**Stated exercise:** How many lines in the rows below contain the string "plush"? Reply with the number only.

**Data entries:**
-.-.-
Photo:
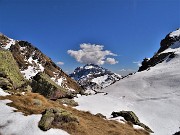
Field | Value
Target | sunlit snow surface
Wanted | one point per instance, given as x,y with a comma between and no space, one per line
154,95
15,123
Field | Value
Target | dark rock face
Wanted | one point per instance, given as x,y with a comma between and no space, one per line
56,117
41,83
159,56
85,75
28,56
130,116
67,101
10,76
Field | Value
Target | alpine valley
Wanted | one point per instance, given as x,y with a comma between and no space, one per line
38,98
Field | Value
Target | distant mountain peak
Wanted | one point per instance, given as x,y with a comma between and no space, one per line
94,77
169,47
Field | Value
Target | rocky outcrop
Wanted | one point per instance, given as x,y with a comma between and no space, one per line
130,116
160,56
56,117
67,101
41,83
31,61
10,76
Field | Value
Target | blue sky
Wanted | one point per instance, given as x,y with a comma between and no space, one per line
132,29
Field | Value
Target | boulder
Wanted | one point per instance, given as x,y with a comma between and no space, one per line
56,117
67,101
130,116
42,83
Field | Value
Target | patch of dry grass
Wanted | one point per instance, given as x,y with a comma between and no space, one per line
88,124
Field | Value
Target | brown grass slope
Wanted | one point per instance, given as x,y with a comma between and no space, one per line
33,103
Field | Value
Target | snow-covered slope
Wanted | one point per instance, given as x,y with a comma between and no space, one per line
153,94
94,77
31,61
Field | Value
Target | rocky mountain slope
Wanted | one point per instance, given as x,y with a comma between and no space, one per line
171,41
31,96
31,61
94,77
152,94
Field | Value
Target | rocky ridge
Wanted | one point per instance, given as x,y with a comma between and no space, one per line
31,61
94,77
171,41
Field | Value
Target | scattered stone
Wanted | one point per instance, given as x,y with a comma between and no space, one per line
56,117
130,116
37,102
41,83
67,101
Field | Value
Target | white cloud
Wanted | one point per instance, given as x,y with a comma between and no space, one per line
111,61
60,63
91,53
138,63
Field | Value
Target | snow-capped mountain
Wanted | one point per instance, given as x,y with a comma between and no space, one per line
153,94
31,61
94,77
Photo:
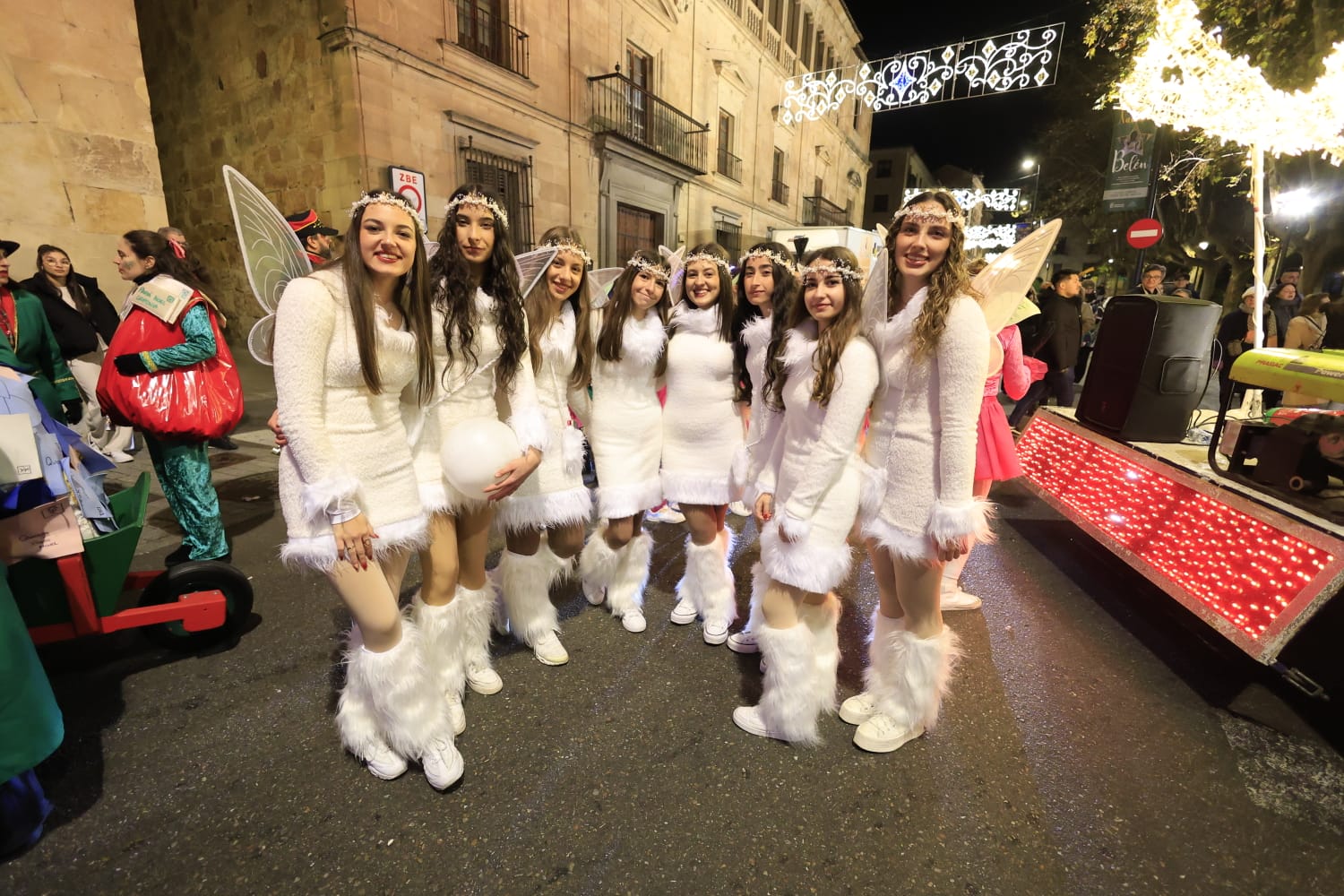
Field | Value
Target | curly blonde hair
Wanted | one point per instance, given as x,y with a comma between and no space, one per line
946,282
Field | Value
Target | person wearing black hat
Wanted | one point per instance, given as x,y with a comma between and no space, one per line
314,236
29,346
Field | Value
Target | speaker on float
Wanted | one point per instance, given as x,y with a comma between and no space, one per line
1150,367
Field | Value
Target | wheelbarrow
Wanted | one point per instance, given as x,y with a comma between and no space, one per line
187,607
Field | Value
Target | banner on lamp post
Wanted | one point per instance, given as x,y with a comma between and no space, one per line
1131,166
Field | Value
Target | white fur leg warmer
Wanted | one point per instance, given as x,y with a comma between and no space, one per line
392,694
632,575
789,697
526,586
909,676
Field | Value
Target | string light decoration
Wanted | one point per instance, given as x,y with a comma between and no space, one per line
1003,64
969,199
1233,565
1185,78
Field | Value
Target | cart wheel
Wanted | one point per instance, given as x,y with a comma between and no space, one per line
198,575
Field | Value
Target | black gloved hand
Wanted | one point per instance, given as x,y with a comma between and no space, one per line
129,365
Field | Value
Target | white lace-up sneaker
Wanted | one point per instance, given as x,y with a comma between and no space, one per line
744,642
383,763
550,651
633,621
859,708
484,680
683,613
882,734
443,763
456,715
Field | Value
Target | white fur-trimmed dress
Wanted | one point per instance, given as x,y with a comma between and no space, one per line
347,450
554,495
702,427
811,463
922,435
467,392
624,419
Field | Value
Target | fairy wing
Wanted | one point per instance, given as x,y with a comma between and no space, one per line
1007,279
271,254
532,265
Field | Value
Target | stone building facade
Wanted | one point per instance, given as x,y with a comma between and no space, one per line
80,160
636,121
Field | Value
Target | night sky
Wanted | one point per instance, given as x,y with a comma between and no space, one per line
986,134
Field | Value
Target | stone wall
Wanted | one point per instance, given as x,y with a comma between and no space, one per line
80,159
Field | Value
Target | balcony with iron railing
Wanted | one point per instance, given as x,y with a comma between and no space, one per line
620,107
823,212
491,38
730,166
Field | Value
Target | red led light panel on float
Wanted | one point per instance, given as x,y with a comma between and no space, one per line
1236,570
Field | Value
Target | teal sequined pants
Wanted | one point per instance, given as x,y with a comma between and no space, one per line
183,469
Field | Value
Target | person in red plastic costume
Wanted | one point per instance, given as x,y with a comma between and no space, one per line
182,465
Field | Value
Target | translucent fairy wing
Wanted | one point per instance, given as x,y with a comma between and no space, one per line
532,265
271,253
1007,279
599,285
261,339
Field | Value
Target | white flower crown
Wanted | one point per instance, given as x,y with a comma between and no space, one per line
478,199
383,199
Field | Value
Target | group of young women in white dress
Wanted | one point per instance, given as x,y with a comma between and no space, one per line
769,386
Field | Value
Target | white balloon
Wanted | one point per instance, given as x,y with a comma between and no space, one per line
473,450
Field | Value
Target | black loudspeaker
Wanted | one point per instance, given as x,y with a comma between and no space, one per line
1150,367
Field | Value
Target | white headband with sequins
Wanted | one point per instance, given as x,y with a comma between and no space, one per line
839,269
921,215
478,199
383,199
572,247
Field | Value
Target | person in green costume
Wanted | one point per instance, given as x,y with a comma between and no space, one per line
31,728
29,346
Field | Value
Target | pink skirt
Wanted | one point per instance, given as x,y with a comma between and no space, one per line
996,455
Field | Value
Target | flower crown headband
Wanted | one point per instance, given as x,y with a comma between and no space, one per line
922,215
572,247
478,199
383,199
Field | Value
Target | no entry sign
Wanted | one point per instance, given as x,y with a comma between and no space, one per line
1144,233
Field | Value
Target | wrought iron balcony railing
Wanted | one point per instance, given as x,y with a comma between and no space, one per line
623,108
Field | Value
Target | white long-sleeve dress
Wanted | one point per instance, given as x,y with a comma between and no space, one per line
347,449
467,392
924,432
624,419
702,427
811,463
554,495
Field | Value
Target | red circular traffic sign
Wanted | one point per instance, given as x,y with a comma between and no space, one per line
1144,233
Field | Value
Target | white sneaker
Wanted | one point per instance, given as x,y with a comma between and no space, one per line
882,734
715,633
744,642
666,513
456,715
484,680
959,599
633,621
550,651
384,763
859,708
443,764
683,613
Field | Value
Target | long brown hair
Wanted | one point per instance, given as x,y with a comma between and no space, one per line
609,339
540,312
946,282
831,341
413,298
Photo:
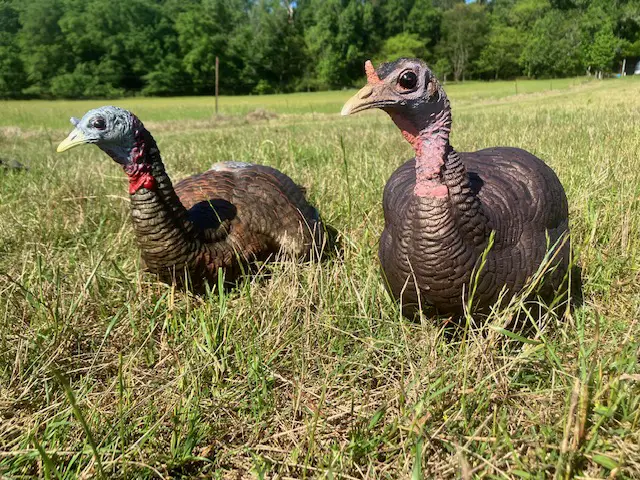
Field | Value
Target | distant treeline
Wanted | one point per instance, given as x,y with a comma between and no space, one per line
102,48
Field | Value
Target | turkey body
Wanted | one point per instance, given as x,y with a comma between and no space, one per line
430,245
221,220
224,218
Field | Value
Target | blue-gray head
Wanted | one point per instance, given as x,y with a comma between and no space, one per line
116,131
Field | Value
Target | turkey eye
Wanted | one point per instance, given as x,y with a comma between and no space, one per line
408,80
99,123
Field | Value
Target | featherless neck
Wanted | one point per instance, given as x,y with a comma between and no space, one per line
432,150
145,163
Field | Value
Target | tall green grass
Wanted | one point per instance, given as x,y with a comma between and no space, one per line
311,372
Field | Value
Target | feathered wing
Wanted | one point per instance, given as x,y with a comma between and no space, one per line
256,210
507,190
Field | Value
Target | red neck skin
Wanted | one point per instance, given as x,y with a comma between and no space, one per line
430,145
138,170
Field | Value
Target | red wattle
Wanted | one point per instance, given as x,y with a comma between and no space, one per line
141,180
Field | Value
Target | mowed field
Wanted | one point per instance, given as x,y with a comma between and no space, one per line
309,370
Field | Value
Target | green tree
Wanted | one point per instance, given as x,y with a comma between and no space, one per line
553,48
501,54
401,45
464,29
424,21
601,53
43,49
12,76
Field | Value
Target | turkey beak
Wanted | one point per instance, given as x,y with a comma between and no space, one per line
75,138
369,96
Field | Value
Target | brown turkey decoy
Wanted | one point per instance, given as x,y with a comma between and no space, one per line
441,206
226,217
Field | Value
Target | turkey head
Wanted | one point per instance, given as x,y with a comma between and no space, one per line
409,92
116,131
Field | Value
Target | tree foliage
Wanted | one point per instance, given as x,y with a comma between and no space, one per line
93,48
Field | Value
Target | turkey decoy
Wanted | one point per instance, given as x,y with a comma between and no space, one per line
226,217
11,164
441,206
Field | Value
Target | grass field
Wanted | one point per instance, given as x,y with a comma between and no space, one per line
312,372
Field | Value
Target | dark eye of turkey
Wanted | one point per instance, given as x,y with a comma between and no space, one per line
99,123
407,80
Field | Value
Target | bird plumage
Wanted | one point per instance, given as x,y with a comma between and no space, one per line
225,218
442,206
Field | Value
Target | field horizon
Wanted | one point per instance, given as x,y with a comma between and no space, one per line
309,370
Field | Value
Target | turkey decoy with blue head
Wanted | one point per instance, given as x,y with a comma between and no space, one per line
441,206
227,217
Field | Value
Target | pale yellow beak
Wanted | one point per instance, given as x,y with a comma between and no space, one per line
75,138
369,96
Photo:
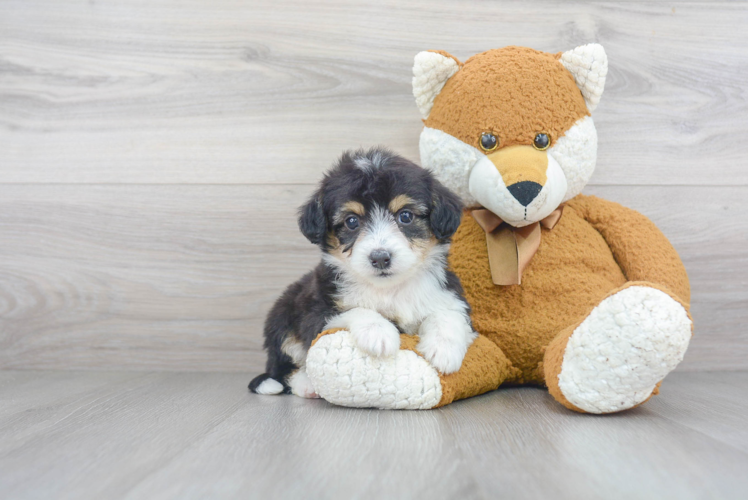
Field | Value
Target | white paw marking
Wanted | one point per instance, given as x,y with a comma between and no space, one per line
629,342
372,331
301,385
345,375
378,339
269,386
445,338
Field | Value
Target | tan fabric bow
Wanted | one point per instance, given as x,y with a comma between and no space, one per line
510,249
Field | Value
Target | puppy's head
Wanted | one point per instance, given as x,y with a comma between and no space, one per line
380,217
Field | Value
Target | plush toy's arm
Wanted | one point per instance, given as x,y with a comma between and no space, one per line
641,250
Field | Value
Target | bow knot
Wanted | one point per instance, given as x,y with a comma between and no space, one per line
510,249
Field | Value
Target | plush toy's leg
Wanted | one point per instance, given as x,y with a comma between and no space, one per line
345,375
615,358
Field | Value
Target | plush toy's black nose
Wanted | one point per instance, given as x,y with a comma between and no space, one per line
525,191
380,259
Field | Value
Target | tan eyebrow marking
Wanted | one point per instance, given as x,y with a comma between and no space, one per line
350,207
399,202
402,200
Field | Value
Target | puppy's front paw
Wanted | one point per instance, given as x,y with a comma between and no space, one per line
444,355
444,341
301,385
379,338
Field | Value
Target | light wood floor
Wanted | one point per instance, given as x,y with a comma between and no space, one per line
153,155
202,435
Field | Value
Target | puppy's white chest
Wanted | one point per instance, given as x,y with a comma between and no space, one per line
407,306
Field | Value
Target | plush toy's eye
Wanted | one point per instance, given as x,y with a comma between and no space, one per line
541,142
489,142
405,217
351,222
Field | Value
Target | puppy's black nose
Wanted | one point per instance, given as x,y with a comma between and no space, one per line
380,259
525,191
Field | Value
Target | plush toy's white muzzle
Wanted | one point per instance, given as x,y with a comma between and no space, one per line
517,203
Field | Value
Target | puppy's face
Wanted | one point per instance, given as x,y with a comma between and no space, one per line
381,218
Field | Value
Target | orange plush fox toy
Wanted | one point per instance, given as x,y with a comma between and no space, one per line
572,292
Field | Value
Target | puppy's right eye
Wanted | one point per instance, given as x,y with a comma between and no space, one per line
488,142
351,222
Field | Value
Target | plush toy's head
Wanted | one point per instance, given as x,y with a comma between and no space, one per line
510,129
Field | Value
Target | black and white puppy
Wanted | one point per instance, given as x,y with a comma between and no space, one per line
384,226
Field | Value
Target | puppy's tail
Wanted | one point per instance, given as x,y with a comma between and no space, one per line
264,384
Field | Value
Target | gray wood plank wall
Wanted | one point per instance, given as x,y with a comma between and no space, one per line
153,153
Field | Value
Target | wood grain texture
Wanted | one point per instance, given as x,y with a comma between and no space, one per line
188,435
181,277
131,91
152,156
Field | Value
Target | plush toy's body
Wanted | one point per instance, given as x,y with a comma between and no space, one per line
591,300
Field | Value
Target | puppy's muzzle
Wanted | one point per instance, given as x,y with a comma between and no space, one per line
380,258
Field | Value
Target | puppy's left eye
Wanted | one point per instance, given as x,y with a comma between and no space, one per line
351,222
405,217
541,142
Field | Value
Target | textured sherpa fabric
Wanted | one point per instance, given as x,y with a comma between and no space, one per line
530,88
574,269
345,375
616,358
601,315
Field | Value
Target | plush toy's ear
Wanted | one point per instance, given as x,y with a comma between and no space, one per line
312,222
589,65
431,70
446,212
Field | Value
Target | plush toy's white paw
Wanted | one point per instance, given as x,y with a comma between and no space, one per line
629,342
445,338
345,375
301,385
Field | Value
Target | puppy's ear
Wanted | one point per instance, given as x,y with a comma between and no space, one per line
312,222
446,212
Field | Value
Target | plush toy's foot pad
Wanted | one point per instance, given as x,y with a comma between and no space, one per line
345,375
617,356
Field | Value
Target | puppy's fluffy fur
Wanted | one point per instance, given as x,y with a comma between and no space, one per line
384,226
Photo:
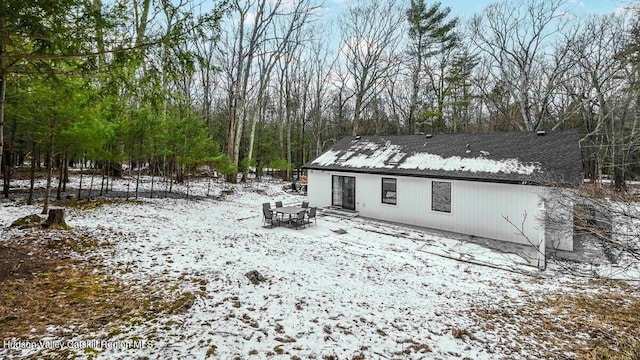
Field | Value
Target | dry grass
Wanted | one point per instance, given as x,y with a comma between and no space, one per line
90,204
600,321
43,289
-.-.-
**Expected output:** 11